Text:
====

The Dynasty Tour, also known as "The Return of Kiss", was the first tour to feature the famous flying stunt by Gene Simmons. This was also the first tour to feature Ace Frehley's "lighted guitar" and his rocket-shooting guitar, where after his smoke-spewing guitar solo, the still-smoking guitar would float up. As it was floating upward, he would appear with another guitar, aim the neck at the floating guitar, shoot the rockets, and blow it up. John Elder Robison, who served as a technician for the band during the late 1970s, documented the lengths he went to create the elaborate effects for the tour. A trick was designed for Paul Stanley that involved his putting on a headset and shooting a laser out of his left eye to mock the effect seen in Kiss Meets the Phantom of the Park the year before. After several runthroughs, both Stanley and manager Bill Aucoin canceled the idea, citing the danger involved.

The tour, dubbed "The Return Of Kiss", also saw a decline in audience. Additional dates at the Pontiac Silverdome were cancelled. Reviews and recordings have confirmed the tour was also of poor musical quality. This was the last tour with Peter Criss on drums until 1996. He would later admit he would intentionally stop playing during shows just to upset the rest of the band.

This is the only tour to feature songs from all four members' solo albums. Simmons performed "Radioactive", Criss performed "Tossin' and Turnin'", Frehley performed "New York Groove", and Stanley performed "Move On". Simmons' and Criss's songs were replaced with more familiar songs early in the tour. Criss's song "Dirty Livin" was reportedly rehearsed, but never performed.

Frehley stated in various interviews that Kiss was becoming a youth-oriented band. It was because kids were showing up dressed in costume and make-up for their shows along with their parents.

In the tour program for the band's final tour, Stanley reflected on the tour:

I designed the stage while I was in the studio in 1978 producing a band called New England. Kiss was selling a lot of behind-the-stage seats, and I wanted everyone in the audience to feel that they weren't forgotten, so I came up with a multi-level hexagon where we were free to roam and sing from many vantage points. Most of our stages have been dark overall and I thought we would stand out a lot more on a white stage. Because we had reached iconic proportions as a band and I knew the anticipation for us at the shows would be huge I thought rising from inside the stage and holding a frozen pose would make us that larger than life by our presence alone setting off the crowd. In hindsight I think had we stayed in classic black and silver outfits it would have contrasted the stage and been much more powerful. The multi colored outfits made it all look a bit too Vegas for me and it took away the edge. The stage was really unique in that it almost looked like a massive monument rather that your typical one level flat rectangular stage. I loved it.

====

Your goal:
From the text on the Dynasty Tour, list each solo-album song that was performed on the tour, along with the band member who performed it.

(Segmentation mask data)
====

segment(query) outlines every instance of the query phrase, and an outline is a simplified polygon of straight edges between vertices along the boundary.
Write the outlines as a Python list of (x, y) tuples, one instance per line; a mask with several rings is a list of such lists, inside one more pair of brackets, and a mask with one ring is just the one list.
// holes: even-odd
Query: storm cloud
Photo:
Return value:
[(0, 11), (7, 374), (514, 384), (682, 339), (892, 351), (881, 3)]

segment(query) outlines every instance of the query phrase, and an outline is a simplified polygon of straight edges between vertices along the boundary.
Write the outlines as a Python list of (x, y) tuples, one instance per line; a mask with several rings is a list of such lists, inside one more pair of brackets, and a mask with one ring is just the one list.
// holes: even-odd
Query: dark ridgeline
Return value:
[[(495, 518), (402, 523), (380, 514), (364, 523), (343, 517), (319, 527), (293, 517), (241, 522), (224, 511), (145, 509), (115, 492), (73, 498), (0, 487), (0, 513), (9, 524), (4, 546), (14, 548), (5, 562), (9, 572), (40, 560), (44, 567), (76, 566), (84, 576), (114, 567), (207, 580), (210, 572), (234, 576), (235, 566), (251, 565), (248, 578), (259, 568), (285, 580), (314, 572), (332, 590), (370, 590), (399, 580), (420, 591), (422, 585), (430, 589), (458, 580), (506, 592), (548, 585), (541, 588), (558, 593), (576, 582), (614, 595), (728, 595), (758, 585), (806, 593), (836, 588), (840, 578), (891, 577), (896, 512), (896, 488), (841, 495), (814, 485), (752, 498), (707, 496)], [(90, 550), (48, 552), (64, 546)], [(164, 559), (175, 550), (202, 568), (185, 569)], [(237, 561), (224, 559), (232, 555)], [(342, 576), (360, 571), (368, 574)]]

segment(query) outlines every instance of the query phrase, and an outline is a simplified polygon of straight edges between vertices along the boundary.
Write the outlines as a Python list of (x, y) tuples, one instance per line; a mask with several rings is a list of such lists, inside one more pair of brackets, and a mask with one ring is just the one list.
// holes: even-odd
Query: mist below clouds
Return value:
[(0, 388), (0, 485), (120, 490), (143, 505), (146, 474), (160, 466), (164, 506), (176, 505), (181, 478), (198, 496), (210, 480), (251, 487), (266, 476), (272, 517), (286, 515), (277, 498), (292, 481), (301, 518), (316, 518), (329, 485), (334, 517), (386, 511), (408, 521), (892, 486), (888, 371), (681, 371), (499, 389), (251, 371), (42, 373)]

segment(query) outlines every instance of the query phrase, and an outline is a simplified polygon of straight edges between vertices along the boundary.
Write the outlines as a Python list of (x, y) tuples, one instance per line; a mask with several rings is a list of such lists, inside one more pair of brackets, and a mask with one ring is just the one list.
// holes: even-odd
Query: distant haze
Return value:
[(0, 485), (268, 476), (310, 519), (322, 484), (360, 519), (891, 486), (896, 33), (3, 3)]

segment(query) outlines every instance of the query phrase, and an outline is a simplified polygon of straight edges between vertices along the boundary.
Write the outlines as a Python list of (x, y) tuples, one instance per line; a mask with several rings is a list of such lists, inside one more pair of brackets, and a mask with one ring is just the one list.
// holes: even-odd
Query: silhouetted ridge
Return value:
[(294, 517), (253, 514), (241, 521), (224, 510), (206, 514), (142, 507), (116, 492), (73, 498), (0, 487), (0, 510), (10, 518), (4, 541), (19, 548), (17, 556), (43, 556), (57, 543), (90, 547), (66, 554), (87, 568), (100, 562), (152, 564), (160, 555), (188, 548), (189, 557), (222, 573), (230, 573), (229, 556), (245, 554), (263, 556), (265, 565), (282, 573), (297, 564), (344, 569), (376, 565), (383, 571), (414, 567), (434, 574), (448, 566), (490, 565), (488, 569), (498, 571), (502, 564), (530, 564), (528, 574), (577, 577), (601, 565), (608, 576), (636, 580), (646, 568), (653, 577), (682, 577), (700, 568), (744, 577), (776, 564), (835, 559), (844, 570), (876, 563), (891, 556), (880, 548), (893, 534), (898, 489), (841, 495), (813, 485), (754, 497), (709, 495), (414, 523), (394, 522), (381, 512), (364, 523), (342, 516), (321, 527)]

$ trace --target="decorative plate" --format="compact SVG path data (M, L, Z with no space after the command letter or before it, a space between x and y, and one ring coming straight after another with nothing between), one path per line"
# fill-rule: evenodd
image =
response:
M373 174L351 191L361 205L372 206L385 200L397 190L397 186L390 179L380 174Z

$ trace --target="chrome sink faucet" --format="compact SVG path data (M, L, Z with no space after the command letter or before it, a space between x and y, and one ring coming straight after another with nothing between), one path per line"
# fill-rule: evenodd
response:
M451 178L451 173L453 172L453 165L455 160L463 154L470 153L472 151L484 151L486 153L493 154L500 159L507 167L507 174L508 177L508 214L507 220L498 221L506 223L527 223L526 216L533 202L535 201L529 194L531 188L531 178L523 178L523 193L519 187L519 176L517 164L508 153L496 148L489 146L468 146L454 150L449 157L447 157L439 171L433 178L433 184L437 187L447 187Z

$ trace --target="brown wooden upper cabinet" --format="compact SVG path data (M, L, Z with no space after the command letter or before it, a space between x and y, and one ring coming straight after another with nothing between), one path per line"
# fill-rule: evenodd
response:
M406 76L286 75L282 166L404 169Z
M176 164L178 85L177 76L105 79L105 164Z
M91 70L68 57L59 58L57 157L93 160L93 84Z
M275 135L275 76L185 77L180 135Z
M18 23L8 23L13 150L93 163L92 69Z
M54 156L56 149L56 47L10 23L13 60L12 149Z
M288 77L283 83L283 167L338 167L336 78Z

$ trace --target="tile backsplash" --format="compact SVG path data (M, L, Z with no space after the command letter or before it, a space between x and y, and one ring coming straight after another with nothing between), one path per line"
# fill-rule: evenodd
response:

====

Response to the exercise:
- "Radioactive": Gene Simmons
- "Tossin' and Turnin'": Peter Criss
- "New York Groove": Ace Frehley
- "Move On": Paul Stanley